▸ **Excerpt provided**:
▬▬▬▬▬▬▬▬▬▬

# Trying to get a really old title working...but can't!



## JiggyG1 (Jan 22, 2006)

Ok...this isn't a game but I need help getting James Cameron's "Titanic Explorer" working. With the 100th anniversary of the sinking approaching next month, I'm really interested in checking out all the stuff on the discs.

It's been a REALLY LONG TIME since I put this in my pc...try like back in 1997!

Here's my problem: I'm running XP Pro and have managed to "fix" the low memory error (I just changed the number to 4000 and it got ride of the error message) but now I have encountered another problem that won't allow me to fire up this puppy: a script error! :facepalm:


I got the following on screen: Script Error: Error (member 121 or castLib 6).

I have no clue how to fix that (if it's even possible!). Can anyone shed some light on how to get around this error? I would appreciate it greatly.

Oh and just in case you're wondering, I already have this program set to run in windows 95 (compatibility mode). I checked off "run in 256 colors", "run in 640x480" and I also disabled all the visual themes. 

I really want to be able to run this software again....can anyone give me a hand and suggest something? I've heard about Dosbox but I'm not aware how to use it. At this point I'll try anything. Just give me a step by step tutorial on how to get it going (or provide me with a link).

Thanks! :wink:


----------



## JiggyG1 (Jan 22, 2006)

Oops....I goofed up....it's actually a win95 title. Using Dosbox is pointless.

Can anyone help me out here?


----------



## Redeye3323 (Sep 20, 2009)

Do you still have a copy of Windows 95?

If so, you could dual-boot and boot up the Windows 95 OS when you want to look inside the Titanic.


----------



## JiggyG1 (Jan 22, 2006)

I found this information off of another forum:



*"Basically the two main issues are a service pack that deleted a file that W95 used. I think it was config.nt or config.sys and autoexec.nt or autoexec.nt. Search web sites for that. Second is installing in compatibility mode and running in compatibility mode. See your xp help and support pages for that."*


How do I go about doing this? Is it dangerous to go into my system settings and adjust or add this? In other words, I'm scared to attempt this and mess up my pc. Would you recommend doing this and if so, how?

▬▬▬▬▬▬▬▬▬▬

▸ **Data supplied**:
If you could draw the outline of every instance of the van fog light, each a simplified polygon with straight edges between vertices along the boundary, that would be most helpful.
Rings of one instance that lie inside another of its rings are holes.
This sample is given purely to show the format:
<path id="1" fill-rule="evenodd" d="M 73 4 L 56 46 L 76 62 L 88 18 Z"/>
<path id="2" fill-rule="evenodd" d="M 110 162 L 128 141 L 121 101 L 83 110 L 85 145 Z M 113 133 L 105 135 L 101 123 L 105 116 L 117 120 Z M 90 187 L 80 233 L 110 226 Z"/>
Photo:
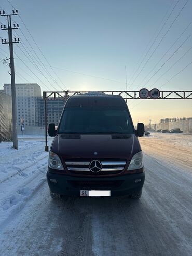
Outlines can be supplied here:
<path id="1" fill-rule="evenodd" d="M 50 181 L 53 182 L 53 183 L 57 183 L 57 180 L 55 179 L 50 179 Z"/>
<path id="2" fill-rule="evenodd" d="M 135 180 L 135 183 L 138 183 L 138 182 L 140 182 L 141 181 L 141 179 L 136 179 Z"/>

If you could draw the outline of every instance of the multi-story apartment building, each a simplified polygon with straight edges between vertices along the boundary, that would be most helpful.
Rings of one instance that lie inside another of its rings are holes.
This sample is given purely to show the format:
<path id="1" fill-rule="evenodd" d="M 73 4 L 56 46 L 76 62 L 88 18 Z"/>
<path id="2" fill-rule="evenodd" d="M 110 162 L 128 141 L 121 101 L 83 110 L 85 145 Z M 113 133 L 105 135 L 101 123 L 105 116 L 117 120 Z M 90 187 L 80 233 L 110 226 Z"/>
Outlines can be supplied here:
<path id="1" fill-rule="evenodd" d="M 5 84 L 4 91 L 11 95 L 11 85 Z M 17 124 L 24 118 L 26 126 L 39 126 L 38 100 L 41 97 L 38 84 L 16 84 Z"/>
<path id="2" fill-rule="evenodd" d="M 0 92 L 0 142 L 12 139 L 12 104 L 9 95 Z"/>
<path id="3" fill-rule="evenodd" d="M 47 125 L 54 123 L 58 125 L 62 112 L 66 100 L 62 98 L 48 98 L 47 100 Z M 38 125 L 45 125 L 45 102 L 42 98 L 38 99 Z"/>

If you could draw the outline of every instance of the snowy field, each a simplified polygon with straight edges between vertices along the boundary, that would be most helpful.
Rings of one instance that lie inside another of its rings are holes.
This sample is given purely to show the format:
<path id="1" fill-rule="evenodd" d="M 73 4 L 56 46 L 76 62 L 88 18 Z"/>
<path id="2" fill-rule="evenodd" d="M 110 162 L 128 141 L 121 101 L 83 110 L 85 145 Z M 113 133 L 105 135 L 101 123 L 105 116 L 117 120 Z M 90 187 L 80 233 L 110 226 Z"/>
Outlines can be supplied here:
<path id="1" fill-rule="evenodd" d="M 192 134 L 140 138 L 146 180 L 138 201 L 54 201 L 45 138 L 24 139 L 17 151 L 0 143 L 0 255 L 191 255 Z"/>

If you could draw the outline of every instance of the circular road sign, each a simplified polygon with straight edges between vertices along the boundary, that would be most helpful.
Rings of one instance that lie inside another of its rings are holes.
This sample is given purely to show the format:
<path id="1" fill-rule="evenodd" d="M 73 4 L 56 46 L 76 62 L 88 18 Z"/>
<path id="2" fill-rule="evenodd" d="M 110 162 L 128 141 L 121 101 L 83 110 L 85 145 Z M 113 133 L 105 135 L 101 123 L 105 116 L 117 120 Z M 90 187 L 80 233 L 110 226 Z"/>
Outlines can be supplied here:
<path id="1" fill-rule="evenodd" d="M 160 96 L 159 90 L 154 88 L 150 91 L 150 97 L 152 99 L 157 99 Z"/>
<path id="2" fill-rule="evenodd" d="M 141 99 L 146 99 L 149 95 L 149 92 L 147 89 L 143 88 L 140 90 L 139 95 Z"/>

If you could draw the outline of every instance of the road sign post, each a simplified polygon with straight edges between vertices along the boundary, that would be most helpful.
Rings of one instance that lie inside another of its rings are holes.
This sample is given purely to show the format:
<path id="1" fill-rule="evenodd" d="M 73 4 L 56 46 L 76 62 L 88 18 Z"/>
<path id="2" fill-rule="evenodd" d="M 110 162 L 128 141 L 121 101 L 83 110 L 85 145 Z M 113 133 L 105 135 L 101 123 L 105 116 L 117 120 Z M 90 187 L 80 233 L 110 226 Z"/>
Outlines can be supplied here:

▬▬▬▬▬▬▬▬▬▬

▸ **Task requirements**: Extract the part of the Titanic Explorer forum thread between "I really want" and "Dosbox is pointless.", inclusive, word for word.

▸ **Written response**:
I really want to be able to run this software again....can anyone give me a hand and suggest something? I've heard about Dosbox but I'm not aware how to use it. At this point I'll try anything. Just give me a step by step tutorial on how to get it going (or provide me with a link).

Thanks! :wink:


----------



## JiggyG1 (Jan 22, 2006)

Oops....I goofed up....it's actually a win95 title. Using Dosbox is pointless.